BEGIN Selected extract

Stress is how your body and mind react to new or difficult situations. It might be short-term, like worrying about a presentation you’re giving at work the next day. Or going to a party where you don’t know many people at the weekend. It can also be something physical, like an accident or illness.

There can often be acute short-term stresses like an argument with your spouse, criticism from the boss, or an unexpected traffic jam. However, these acute episodes can turn into chronic stress if they persist for a long time. For instance, if you are having to face bad traffic every day as you go to the office, or you’re in a bad relationship with your spouse or a toxic work environment.

Chronic stress is a consistent sense of feeling pressured and overwhelmed over a long period. Both types of stress have a profound influence on your blood glucose.

If you’re feeling stressed, your body releases stress hormones like cortisol and adrenaline. We produce these hormones as part of our body’s defense system, known as the ‘fight or flight’ response, which increases insulin resistance. As it becomes tough for glucose to enter your cells, your blood glucose levels rise. It makes sense, right?

The thing your body needs to either fight or run away is energy. And therefore, it will use the energy available in your blood—the increased glucose. But what if you don’t need glucose? In most cases of acute stress in the modern world, you don’t need to fight or run away and therefore you are not using up that glucose. More worrying than that is long—term stress. If stress doesn’t go away, your blood sugar levels are likely to remain high, putting you at greater risk for diabetes, or if you already have diabetes, causing complications that affect the heart, nerves, and kidneys.

We do not have enough research to say that stress causes diabetes, as the link between stress and diabetes is complex and multifactorial. An interesting fact though, is that stress and depression are found to co-exist with diabetes, which means that people with diabetes are also reported to be more stressed and depressed compared to healthy individuals.

Ignoring stress or pretending it does not exist does not help. Using alcohol, cigarettes, or other substances to cope with stress can harm your health and make it harder to manage diseases like diabetes, heart disease, and cancer.

END Selected extract
BEGIN Data excerpts

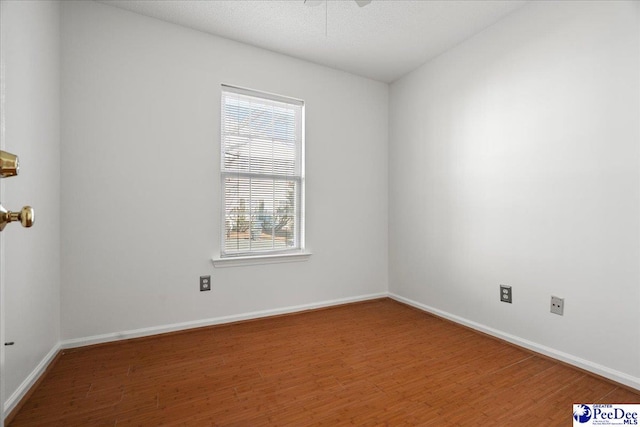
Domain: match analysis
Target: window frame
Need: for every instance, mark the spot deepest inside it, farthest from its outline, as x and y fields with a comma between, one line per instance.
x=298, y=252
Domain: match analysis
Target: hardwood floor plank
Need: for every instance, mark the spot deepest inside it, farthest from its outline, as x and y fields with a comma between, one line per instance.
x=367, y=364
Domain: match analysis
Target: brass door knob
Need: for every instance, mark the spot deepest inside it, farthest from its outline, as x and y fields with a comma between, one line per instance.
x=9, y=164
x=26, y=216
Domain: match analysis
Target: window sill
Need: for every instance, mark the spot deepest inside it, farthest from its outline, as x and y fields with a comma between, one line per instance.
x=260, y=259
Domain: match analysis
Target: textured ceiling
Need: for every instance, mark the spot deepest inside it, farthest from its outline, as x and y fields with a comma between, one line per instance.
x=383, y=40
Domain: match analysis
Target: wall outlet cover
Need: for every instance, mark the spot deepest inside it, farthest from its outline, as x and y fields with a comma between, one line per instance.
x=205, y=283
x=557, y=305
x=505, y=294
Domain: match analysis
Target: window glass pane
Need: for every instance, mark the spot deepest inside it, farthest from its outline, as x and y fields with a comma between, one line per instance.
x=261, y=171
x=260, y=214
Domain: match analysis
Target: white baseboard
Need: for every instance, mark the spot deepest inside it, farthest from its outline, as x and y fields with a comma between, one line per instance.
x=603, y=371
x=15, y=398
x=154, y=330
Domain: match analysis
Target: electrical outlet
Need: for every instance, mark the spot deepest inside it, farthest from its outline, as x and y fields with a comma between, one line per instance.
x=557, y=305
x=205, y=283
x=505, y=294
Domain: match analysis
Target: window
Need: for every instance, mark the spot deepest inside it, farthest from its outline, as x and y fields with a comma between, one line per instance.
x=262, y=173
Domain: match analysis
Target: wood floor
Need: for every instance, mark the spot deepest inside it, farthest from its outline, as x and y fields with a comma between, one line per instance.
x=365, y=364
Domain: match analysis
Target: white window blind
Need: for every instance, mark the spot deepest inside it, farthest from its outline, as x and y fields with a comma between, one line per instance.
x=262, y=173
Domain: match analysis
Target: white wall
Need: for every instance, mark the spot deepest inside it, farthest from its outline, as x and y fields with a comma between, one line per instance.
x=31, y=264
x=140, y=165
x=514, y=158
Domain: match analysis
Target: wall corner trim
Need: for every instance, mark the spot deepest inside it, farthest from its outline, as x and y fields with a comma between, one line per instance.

END Data excerpts

◆ To do
Copy the stretch of the stress and blood glucose text from "We do not have" through "to healthy individuals.", swapping "research" for "evidence". The material can be set aside.

◆ Answer to this problem
We do not have enough evidence to say that stress causes diabetes, as the link between stress and diabetes is complex and multifactorial. An interesting fact though, is that stress and depression are found to co-exist with diabetes, which means that people with diabetes are also reported to be more stressed and depressed compared to healthy individuals.